:: DOCUMENT EXCERPT

The Isle of Wight is pretty unstable, geologically speaking. A month of rain hasn’t helped matters. And there is always somebody digging up the roads on top of that. On the bus from Ryde to Ventnor on Monday night we stopped at no fewer than four sets of temporary traffic lights. It might have been five. Not counting the entirety of Ryde bus station being dug up, too. It was generally cold and damp and miserable. Today, though, the sun came out and the whole thing was really ridiculously beautiful again.

But here I am, in transit, on my way home, passing through three former home towns along the way (and it looks very misty in all of them: we’ve just got to Cambridge). There’s still a lot that needs doing in Ventnor. Plenty more trips to come next year.

Week-end: fantastic Tangfastic

A packet of Haribo Tangfastics with one sweet that appears to be composed of four individuals stuck together

The good

Co-tutoring a Speaking With Confidence course on Thursday. Helping people feel more able to do their thing and being able to enthuse about how writing works.

The difficult and perplexing

Ugh, the trains home from London afterwards. Apparently there was a bomb scare at New Southgate. Anyway, I didn’t get home until nine at night, and because the train was pretty crowded I couldn’t take my mask off and was getting more and more antsy.

The cat brought up a hairball on my computer keyboard. At least it wasn’t on the laptop, I suppose.

Far more serious than any of that, this week saw a difficult anniversary for some of my in-laws. I’ve been thinking of them a lot.

What’s working

Napping. Tangfastics.

Make-up. I can’t usually be bothered, but I like to put a game face on when I’m delivering training, and I got three separate compliments.

::::
:: RECORD EXTRACTS

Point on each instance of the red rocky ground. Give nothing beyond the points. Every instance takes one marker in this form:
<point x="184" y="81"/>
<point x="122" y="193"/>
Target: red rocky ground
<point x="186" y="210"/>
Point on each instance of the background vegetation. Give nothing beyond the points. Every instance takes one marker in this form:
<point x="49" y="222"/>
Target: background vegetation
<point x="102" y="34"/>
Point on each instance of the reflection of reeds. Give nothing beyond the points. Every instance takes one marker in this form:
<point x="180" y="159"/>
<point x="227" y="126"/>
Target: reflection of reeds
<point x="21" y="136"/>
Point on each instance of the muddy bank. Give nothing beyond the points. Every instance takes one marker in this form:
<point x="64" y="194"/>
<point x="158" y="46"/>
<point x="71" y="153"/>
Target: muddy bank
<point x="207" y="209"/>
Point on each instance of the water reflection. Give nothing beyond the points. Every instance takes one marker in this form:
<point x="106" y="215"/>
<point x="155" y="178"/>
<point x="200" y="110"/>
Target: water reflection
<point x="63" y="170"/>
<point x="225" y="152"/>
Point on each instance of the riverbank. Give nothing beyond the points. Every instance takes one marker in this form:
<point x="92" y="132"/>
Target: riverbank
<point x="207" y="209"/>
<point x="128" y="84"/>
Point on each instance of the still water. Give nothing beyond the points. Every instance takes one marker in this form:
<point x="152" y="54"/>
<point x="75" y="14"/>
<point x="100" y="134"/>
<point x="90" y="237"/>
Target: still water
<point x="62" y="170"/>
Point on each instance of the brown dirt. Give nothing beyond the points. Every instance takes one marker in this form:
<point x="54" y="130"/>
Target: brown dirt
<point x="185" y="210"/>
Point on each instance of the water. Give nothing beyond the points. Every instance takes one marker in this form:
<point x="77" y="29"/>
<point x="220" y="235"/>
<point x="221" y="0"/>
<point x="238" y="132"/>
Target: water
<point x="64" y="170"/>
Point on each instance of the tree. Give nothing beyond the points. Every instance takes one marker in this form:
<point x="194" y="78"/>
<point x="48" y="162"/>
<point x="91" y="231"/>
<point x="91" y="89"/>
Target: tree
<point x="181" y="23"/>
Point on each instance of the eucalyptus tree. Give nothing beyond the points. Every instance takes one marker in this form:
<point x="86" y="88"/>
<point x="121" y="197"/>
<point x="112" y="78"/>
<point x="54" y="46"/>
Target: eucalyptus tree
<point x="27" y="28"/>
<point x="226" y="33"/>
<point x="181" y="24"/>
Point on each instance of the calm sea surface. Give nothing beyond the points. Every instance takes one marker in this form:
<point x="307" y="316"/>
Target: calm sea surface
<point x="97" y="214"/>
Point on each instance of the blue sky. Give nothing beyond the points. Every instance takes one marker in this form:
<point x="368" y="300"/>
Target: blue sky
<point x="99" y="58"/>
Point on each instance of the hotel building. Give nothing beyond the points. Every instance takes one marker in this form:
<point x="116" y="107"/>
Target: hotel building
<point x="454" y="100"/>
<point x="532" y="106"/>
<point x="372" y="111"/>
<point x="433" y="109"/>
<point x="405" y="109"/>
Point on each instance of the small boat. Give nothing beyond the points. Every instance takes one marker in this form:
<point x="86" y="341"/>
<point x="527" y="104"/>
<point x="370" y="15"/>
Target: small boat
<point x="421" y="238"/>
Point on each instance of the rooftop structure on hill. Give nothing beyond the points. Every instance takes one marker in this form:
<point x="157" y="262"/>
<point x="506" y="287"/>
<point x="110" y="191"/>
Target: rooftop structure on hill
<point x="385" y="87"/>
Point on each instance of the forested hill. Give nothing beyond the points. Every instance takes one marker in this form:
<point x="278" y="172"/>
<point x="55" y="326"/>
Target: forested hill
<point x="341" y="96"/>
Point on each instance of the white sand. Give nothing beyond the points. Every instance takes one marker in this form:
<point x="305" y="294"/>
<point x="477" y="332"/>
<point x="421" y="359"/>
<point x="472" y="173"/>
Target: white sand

::::

**WORK TASK**
Pick up the weekly blog post headed "Week-end: fantastic Tangfastic" and carry it on after its final sentence.

**ANSWER BOX**
Taking my bike on the train to an appointment on Tuesday evening meant that what would have been a twenty minute walk on an unfamiliar road became a five minute ride on an unfamiliar road, and I was able to get things done and get the next train back.

Reading

I finished Destination Unknown, which I hadn’t exactly meant to do, but the cat was on my lap and there was nothing else within reach. Continuing slowly with Meet Cute. And I got to the Council of Elrond and out the other side.

I forgot to mention last week that I finished The Paris Apartment. Certainly twisty, but I don’t think it’s Foley’s best.

Writing

A tiny, tiny bit on the Romeo and Juliet thing. If I have very little reading brain, my writing brain is barely there at all.

Making

Secret patchwork project is 5/6 done, and I’ll be able to share pictures very soon.

Watching

Eurosport’s winter sports offerings; today, in particular, the Grand Prix Espoo.

Cooking

Supper today was pancakes stuffed with a sausage, tomato and cabbage filling, a bit like bigos except using fresh cabbage instead of sauerkraut. Except I can’t do pancakes, so the filling was on the side.

Eating

I had a really nice piece of Bakewell tart on Thursday. Kudos to the work canteen and whoever they get their cake from.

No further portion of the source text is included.